:: Exercise brief ::
Word for word, reproduce every line of the data.

:: Dataset extract ::
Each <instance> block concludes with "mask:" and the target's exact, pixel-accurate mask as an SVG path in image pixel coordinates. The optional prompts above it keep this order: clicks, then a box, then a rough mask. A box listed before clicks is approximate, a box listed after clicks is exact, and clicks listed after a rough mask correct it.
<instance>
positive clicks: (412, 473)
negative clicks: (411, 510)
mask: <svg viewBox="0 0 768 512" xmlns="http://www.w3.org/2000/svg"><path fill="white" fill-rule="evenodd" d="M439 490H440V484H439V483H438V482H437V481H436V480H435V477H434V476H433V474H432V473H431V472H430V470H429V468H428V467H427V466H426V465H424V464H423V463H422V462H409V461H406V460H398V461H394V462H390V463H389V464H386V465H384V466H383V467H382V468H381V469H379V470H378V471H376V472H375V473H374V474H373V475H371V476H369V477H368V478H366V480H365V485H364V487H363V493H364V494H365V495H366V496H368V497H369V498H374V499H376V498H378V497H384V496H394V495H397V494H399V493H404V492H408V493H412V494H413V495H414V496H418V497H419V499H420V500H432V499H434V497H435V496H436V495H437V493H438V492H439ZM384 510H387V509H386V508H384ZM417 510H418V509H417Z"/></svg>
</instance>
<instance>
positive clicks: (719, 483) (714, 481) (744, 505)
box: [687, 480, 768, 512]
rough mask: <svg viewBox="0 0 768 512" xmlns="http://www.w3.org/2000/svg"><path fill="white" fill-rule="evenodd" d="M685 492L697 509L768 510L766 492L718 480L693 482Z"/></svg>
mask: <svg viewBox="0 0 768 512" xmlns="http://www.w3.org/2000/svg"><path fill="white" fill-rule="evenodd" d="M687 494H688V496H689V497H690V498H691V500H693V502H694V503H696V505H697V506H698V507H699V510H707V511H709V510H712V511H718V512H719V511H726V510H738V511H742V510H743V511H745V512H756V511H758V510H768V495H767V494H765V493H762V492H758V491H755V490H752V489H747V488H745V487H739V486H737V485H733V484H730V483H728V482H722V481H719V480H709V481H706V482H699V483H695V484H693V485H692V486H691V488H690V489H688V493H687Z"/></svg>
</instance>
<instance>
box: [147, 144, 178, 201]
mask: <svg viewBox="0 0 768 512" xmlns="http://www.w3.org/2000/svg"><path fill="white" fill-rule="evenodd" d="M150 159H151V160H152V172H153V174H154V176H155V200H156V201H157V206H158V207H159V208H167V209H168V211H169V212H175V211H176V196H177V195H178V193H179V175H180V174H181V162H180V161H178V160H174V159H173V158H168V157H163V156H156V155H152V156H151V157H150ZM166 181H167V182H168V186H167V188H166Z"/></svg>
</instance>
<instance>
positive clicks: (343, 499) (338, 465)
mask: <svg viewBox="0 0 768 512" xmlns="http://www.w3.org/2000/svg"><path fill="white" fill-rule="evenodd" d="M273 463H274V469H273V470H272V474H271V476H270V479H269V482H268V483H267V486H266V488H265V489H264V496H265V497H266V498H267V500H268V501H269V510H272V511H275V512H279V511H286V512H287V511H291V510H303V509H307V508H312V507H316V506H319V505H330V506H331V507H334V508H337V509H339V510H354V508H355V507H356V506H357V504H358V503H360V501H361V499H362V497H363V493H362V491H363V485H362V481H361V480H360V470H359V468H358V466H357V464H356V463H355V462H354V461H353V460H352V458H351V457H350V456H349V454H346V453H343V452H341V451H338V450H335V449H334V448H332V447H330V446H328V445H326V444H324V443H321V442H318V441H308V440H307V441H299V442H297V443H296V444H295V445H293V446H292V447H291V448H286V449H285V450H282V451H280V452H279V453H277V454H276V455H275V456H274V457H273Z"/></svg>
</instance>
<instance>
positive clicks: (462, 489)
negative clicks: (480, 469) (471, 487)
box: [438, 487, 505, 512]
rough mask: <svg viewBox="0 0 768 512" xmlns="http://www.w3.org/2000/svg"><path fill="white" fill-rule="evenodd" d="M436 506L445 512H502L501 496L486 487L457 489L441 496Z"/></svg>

:: Answer box ::
Each <instance> block concludes with "mask:" and the target's exact, pixel-accurate mask as an SVG path in image pixel coordinates. The optional prompts above it keep this order: clicks, then a box, then a rough mask. A box listed before clicks is approximate, a box listed after clicks is exact, and clicks listed after a rough mask correct it.
<instance>
positive clicks: (412, 473)
negative clicks: (411, 510)
mask: <svg viewBox="0 0 768 512" xmlns="http://www.w3.org/2000/svg"><path fill="white" fill-rule="evenodd" d="M439 490H440V484H439V483H438V482H437V481H436V480H435V477H434V476H433V474H432V473H431V472H430V470H429V468H428V467H427V466H426V465H424V464H423V463H422V462H409V461H406V460H398V461H394V462H390V463H389V464H386V465H384V466H383V467H382V468H381V469H379V470H378V471H376V472H375V473H374V474H373V475H371V476H369V477H368V478H366V480H365V485H364V487H363V493H364V494H365V495H366V496H368V497H369V498H374V499H376V498H378V497H384V496H394V495H397V494H399V493H404V492H408V493H412V494H413V495H414V496H418V497H419V499H420V500H432V499H434V497H435V496H436V495H437V493H438V492H439ZM384 510H387V509H386V508H384ZM417 510H418V509H417Z"/></svg>
</instance>
<instance>
positive clicks: (719, 483) (714, 481) (744, 505)
box: [687, 480, 768, 512]
rough mask: <svg viewBox="0 0 768 512" xmlns="http://www.w3.org/2000/svg"><path fill="white" fill-rule="evenodd" d="M685 492L697 509L768 510L766 492L718 480L693 482Z"/></svg>
mask: <svg viewBox="0 0 768 512" xmlns="http://www.w3.org/2000/svg"><path fill="white" fill-rule="evenodd" d="M687 494H688V496H689V497H690V498H691V500H693V502H694V503H696V505H697V506H698V507H699V510H707V511H709V510H712V511H718V512H719V511H726V510H738V511H742V510H743V511H745V512H756V511H758V510H768V495H767V494H765V493H762V492H758V491H755V490H752V489H747V488H745V487H739V486H737V485H733V484H730V483H728V482H722V481H719V480H709V481H706V482H699V483H695V484H693V485H692V486H691V488H690V489H688V493H687Z"/></svg>
</instance>
<instance>
box: [147, 144, 178, 201]
mask: <svg viewBox="0 0 768 512" xmlns="http://www.w3.org/2000/svg"><path fill="white" fill-rule="evenodd" d="M150 159H151V160H152V172H153V174H154V176H155V200H156V201H157V206H158V207H159V208H167V209H168V211H169V212H175V211H176V196H177V195H178V193H179V175H180V174H181V162H180V161H178V160H174V159H173V158H168V157H163V156H156V155H152V156H151V157H150ZM166 181H167V182H168V186H167V188H166Z"/></svg>
</instance>
<instance>
positive clicks: (343, 499) (338, 465)
mask: <svg viewBox="0 0 768 512" xmlns="http://www.w3.org/2000/svg"><path fill="white" fill-rule="evenodd" d="M273 463H274V469H273V470H272V474H271V476H270V479H269V482H268V483H267V486H266V488H265V489H264V496H265V497H266V498H267V500H268V501H269V510H272V511H275V512H279V511H286V512H287V511H291V510H303V509H307V508H312V507H316V506H319V505H330V506H331V507H334V508H337V509H339V510H354V508H355V507H356V506H357V504H358V503H360V501H361V499H362V497H363V493H362V491H363V485H362V481H361V480H360V470H359V468H358V466H357V464H356V463H355V462H354V461H353V460H352V458H351V457H350V456H349V454H346V453H343V452H341V451H338V450H335V449H334V448H332V447H330V446H328V445H326V444H324V443H321V442H318V441H308V440H307V441H299V442H297V443H296V444H295V445H293V446H292V447H291V448H286V449H285V450H282V451H280V452H279V453H277V454H276V455H275V456H274V457H273Z"/></svg>
</instance>
<instance>
positive clicks: (462, 489)
negative clicks: (480, 469) (471, 487)
box: [438, 487, 505, 512]
rough mask: <svg viewBox="0 0 768 512" xmlns="http://www.w3.org/2000/svg"><path fill="white" fill-rule="evenodd" d="M436 506L445 512H502L501 496L486 487L457 489L441 496Z"/></svg>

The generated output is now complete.